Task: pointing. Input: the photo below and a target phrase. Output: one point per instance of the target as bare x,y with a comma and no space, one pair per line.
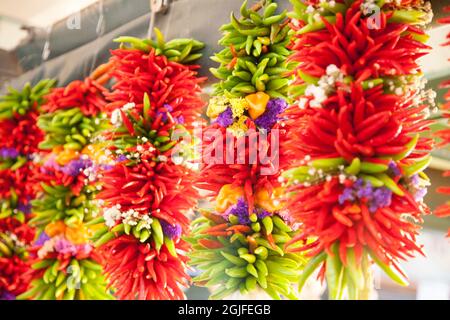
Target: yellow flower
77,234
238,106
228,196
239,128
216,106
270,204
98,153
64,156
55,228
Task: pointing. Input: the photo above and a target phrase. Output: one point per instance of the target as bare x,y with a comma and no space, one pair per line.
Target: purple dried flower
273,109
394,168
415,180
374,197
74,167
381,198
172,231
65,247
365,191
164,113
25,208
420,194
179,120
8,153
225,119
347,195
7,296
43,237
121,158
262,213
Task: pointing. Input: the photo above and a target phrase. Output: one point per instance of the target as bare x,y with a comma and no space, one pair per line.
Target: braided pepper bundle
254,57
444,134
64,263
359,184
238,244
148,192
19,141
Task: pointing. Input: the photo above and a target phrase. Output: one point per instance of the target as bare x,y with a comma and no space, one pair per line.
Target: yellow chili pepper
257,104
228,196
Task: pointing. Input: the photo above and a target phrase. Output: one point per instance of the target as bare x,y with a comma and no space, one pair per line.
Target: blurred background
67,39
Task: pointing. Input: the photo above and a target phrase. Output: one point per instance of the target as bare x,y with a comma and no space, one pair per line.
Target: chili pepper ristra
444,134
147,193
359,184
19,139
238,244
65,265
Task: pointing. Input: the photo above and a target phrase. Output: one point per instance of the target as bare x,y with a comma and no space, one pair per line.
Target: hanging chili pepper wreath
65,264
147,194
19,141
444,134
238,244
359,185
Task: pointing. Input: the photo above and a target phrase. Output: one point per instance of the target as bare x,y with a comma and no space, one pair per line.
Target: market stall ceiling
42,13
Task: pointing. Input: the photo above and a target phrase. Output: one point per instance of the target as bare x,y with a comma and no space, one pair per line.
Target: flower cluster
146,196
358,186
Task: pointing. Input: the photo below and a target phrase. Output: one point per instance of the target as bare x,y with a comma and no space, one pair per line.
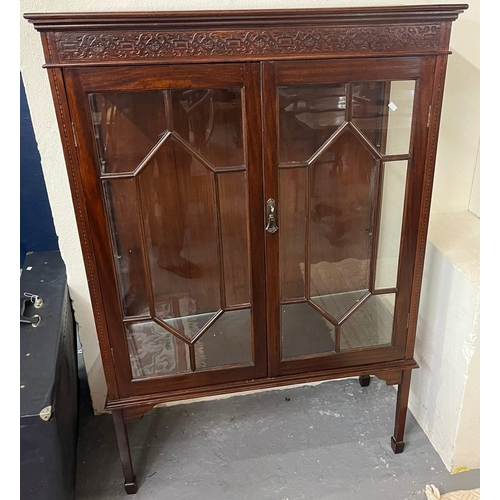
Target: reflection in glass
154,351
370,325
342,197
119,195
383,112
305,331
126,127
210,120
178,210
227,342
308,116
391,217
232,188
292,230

---

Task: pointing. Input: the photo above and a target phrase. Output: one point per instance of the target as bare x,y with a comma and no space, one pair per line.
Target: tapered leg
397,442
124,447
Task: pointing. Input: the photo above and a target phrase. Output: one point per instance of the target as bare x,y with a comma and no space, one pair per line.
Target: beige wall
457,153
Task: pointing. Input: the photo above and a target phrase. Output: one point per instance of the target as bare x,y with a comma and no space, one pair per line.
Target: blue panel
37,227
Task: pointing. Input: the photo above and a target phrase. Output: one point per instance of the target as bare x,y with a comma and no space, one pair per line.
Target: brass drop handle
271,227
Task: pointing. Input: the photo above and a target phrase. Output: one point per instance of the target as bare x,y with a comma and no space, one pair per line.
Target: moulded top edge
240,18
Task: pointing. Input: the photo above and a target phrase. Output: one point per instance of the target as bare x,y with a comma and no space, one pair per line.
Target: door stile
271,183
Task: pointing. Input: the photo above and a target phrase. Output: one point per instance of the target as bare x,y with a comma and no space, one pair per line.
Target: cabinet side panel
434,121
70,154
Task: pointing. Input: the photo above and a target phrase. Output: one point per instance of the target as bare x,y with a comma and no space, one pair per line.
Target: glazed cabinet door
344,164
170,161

**Exercise instructions:** Report, word for word, each line in the items above that contains the string "flower". Matching is case-sensitive.

**Exercise response:**
Target: yellow flower
Target: purple dried flower
Target: flower cluster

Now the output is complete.